**EXERCISE:** Render the lines of the material as a JSON list of strings, one string per line, starting at the line containing "Spot the suit" and ending at the last line of the material, with blank lines omitted.

** Start RECORDS PROVIDED **

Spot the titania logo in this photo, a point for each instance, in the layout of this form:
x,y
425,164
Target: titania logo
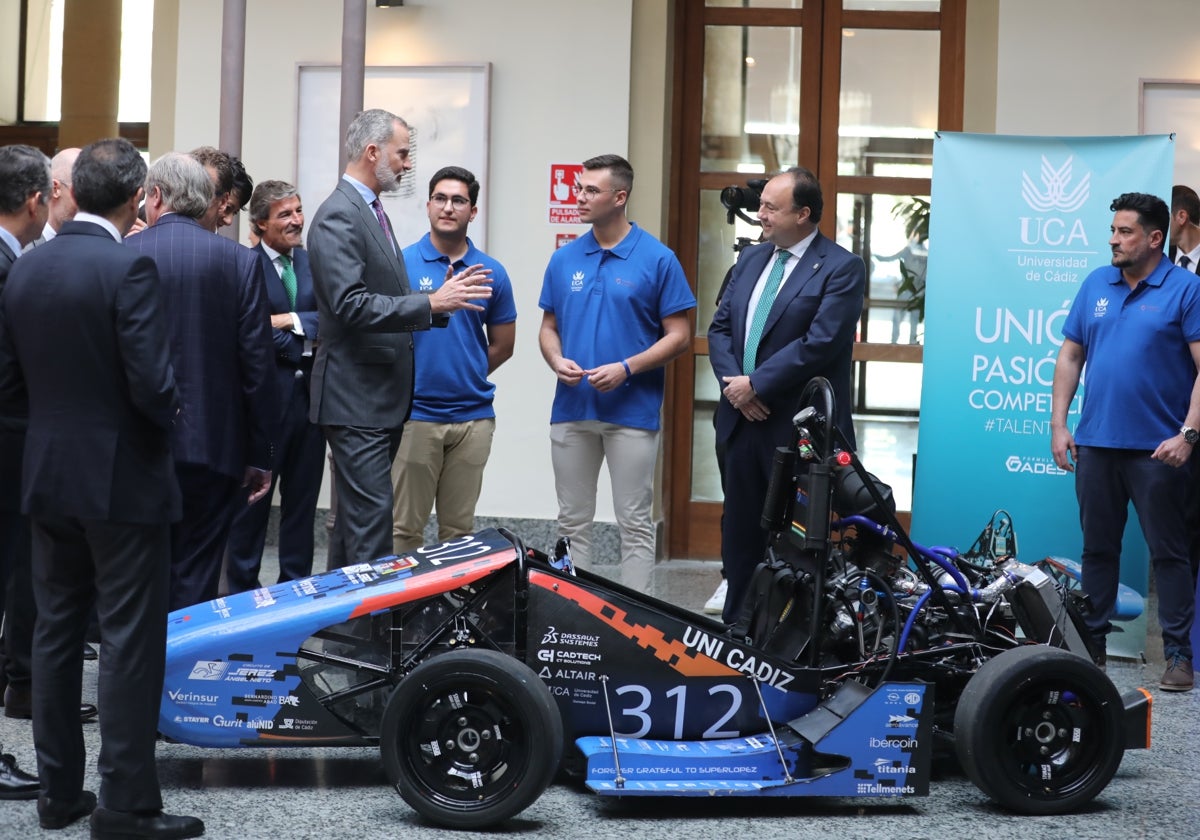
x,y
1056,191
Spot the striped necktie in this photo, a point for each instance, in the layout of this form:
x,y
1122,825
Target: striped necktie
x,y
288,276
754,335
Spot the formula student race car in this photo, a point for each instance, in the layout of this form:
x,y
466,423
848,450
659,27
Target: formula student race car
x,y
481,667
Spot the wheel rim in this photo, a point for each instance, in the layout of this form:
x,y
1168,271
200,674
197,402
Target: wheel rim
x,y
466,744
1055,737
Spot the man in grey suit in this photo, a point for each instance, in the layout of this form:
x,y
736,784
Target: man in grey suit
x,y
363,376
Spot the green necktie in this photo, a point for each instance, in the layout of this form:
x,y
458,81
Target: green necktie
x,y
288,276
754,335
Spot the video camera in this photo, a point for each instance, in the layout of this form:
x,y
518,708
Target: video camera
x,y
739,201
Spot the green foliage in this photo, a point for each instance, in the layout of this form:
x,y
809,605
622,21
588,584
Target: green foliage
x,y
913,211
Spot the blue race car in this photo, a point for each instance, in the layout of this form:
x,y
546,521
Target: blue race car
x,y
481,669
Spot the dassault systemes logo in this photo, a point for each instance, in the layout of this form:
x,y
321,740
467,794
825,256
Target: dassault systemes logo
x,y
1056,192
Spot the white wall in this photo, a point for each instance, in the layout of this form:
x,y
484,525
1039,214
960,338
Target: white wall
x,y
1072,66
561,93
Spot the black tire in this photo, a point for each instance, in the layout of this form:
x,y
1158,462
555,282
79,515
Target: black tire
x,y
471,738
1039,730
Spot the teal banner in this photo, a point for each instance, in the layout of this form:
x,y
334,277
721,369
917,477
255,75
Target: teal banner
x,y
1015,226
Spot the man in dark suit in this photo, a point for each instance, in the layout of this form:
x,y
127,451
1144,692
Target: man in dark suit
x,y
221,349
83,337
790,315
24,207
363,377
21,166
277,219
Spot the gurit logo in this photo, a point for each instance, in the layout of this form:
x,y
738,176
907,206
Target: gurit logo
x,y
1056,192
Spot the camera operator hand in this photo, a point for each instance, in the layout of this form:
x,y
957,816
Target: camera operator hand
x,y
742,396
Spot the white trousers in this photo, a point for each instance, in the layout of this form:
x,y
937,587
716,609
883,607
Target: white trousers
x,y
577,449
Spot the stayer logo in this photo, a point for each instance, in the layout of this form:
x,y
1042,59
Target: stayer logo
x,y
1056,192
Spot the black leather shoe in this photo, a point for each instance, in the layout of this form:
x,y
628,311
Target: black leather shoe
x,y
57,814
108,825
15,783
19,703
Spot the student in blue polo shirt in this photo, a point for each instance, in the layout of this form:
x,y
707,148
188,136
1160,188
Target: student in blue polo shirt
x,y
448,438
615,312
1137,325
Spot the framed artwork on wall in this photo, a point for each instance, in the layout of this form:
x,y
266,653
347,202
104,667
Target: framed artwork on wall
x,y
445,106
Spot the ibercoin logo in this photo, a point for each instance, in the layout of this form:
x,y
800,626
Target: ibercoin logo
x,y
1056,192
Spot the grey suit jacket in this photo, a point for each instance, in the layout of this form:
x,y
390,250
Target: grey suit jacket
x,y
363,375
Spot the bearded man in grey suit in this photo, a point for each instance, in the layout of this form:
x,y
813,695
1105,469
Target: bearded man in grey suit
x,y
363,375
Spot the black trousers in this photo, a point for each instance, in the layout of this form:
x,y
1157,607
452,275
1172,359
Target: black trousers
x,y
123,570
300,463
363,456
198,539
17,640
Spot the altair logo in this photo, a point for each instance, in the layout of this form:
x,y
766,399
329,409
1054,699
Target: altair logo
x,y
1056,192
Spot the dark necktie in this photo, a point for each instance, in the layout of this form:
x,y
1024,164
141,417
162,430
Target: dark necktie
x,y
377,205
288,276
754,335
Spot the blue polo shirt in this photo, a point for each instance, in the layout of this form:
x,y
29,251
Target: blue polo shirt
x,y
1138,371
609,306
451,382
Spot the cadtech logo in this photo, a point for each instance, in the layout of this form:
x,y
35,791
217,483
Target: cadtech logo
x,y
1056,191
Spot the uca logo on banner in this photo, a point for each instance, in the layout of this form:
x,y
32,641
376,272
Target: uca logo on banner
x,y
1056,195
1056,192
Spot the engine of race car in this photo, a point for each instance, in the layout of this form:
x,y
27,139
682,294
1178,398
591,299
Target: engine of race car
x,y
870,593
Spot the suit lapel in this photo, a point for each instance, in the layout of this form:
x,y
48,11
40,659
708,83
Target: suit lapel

** End RECORDS PROVIDED **

**TASK RESULT:**
[
  "Spot the suit lapel in this photo, a point for each instance, in the layout of this form:",
  "x,y",
  "48,11",
  "40,659",
  "708,83",
  "Target: suit lapel"
]